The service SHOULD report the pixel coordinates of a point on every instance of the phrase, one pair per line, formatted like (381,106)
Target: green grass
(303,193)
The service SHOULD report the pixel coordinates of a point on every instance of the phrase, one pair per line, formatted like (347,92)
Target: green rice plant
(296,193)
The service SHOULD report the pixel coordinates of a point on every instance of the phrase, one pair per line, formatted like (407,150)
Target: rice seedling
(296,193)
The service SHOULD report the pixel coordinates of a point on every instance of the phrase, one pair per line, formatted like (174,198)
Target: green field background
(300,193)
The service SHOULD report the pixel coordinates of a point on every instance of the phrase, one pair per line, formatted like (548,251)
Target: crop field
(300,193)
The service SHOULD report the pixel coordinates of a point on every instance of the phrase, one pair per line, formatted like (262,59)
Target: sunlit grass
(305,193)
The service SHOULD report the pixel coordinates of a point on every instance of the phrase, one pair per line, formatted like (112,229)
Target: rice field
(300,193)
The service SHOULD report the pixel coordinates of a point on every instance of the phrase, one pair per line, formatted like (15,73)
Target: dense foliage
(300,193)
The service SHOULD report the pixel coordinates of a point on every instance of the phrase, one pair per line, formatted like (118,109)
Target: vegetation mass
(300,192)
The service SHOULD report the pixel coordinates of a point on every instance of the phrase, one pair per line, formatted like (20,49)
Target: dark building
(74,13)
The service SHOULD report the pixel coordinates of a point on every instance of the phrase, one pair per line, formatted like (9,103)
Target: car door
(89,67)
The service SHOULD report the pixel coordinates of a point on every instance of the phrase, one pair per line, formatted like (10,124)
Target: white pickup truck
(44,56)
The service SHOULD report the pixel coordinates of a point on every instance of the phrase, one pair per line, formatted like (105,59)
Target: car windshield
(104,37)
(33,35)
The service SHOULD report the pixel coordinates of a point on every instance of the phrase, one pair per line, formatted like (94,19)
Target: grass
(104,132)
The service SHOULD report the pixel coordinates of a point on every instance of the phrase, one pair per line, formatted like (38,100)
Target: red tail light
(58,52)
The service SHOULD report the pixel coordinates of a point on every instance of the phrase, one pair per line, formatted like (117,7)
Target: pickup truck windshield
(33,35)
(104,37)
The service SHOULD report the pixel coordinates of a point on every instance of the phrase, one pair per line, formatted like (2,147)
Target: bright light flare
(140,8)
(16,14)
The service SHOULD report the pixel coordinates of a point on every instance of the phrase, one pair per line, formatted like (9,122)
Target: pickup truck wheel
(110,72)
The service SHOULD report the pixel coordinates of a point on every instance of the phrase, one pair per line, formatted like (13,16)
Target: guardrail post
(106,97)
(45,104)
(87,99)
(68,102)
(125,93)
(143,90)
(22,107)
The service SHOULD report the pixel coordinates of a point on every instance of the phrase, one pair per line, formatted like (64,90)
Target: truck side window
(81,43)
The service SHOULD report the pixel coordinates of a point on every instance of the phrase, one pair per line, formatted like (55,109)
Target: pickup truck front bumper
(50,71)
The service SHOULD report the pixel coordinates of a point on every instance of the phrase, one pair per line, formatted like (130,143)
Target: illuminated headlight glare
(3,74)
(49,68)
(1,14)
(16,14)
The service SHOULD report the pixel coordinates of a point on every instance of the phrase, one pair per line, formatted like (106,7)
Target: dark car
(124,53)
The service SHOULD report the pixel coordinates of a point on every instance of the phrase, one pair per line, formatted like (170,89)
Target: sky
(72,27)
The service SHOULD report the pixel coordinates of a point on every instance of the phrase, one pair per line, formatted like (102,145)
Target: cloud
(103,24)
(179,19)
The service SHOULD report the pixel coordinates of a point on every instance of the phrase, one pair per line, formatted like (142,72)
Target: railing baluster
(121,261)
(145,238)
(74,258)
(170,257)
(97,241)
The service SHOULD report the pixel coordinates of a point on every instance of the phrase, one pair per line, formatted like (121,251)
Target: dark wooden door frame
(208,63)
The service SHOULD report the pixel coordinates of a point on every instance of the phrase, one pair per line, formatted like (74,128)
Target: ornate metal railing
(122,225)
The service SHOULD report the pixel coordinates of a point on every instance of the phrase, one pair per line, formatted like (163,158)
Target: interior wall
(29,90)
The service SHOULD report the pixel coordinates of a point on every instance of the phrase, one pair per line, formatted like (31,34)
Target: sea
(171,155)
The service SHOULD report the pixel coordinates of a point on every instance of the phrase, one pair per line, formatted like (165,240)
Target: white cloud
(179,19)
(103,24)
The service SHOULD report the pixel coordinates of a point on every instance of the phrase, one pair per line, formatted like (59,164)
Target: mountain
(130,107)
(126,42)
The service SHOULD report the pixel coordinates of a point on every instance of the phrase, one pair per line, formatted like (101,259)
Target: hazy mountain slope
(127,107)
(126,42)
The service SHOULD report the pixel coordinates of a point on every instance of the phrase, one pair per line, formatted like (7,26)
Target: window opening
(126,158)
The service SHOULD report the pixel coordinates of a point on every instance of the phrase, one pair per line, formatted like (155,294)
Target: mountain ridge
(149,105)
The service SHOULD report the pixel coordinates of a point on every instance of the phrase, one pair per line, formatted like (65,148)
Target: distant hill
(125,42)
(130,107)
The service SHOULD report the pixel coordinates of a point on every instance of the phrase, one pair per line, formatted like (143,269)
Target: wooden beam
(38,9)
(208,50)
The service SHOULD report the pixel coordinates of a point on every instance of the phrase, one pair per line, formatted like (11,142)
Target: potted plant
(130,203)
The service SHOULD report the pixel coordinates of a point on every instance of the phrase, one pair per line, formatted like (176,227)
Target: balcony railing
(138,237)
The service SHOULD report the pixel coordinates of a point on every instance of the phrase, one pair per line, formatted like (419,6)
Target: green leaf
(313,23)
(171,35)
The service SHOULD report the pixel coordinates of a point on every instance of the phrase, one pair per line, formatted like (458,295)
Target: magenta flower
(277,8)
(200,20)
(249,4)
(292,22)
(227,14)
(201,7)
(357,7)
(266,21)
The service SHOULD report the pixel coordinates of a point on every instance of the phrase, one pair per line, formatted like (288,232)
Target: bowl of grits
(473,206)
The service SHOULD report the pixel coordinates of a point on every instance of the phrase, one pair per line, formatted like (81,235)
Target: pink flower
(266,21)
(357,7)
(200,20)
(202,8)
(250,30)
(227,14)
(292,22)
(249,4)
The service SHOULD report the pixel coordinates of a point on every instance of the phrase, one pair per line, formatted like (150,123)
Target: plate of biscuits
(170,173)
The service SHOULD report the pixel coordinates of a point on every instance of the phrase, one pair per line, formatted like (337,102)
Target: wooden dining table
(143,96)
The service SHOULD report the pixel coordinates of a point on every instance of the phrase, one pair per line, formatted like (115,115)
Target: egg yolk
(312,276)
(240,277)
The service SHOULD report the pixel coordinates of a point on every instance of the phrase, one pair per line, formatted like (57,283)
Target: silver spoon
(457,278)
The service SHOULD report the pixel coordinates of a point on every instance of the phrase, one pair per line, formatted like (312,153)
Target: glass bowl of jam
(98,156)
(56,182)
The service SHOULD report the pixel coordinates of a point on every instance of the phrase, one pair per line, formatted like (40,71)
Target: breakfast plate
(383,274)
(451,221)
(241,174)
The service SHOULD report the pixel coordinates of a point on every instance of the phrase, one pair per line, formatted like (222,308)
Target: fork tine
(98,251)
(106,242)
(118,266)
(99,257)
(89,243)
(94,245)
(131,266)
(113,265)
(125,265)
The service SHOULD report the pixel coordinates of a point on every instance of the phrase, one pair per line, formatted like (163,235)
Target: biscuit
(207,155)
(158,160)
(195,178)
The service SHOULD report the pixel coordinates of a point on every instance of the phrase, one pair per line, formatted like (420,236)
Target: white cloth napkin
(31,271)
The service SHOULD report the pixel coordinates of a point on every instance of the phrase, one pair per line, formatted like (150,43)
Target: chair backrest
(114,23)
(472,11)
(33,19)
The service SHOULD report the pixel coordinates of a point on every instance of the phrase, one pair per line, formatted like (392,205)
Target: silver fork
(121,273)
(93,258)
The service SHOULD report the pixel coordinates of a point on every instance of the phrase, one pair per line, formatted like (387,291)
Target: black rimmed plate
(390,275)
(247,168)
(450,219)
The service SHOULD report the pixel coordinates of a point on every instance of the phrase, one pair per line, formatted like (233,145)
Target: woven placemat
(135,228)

------------------------------------------------------------

- [DIRECTION]: Give back exactly the lines from the line holding "formatted like (57,283)" through the last line of the listing, including both.

- [SOLUTION]:
The service SHOULD report the pixel coordinates of a point on every instance of the phrase, one pair per line, formatted like (57,283)
Target: silver spoon
(457,278)
The service SHOULD report the pixel coordinates of a point on every instance of the phrase, one pair per line, formatted like (312,153)
Target: glass bowl of jam
(98,156)
(56,182)
The service SHOULD report the pixel coordinates of a point on every instance of the phrase, one pair per line, formatted like (40,71)
Target: breakfast plate
(383,274)
(451,221)
(241,174)
The service SHOULD report the pixel coordinates of a point on every instance of the phrase, one pair per line, formatted like (222,308)
Target: fork tine
(98,251)
(106,242)
(118,266)
(99,257)
(89,243)
(94,245)
(131,266)
(113,265)
(125,265)
The service SHOULD report the pixel coordinates of a point on every instance of the phrase, one pair per line, formatted like (163,235)
Target: biscuit
(207,155)
(158,160)
(195,178)
The service SHOULD report the pixel coordinates of a point on every instance of the phrase, one pair per line, formatted like (420,236)
Target: white cloth napkin
(31,271)
The service SHOULD report the pixel coordinates of a point on every instance of the phrase, one pair per line, formatted like (150,43)
Target: chair backrest
(114,23)
(472,11)
(33,19)
The service SHOULD report the pixel coordinates of a point on every instance of the phrase, one pair per line, formatted like (392,205)
Target: silver fork
(121,273)
(93,258)
The service SHOULD report the pixel coordinates of a point on every instance of the phrase, one pair per line, formatted like (387,291)
Target: black rimmed plate
(390,275)
(247,168)
(450,219)
The service SHOULD report the pixel coordinates of a point on every instance of the phrase, one pair per line, formatted like (233,145)
Target: woven placemat
(135,228)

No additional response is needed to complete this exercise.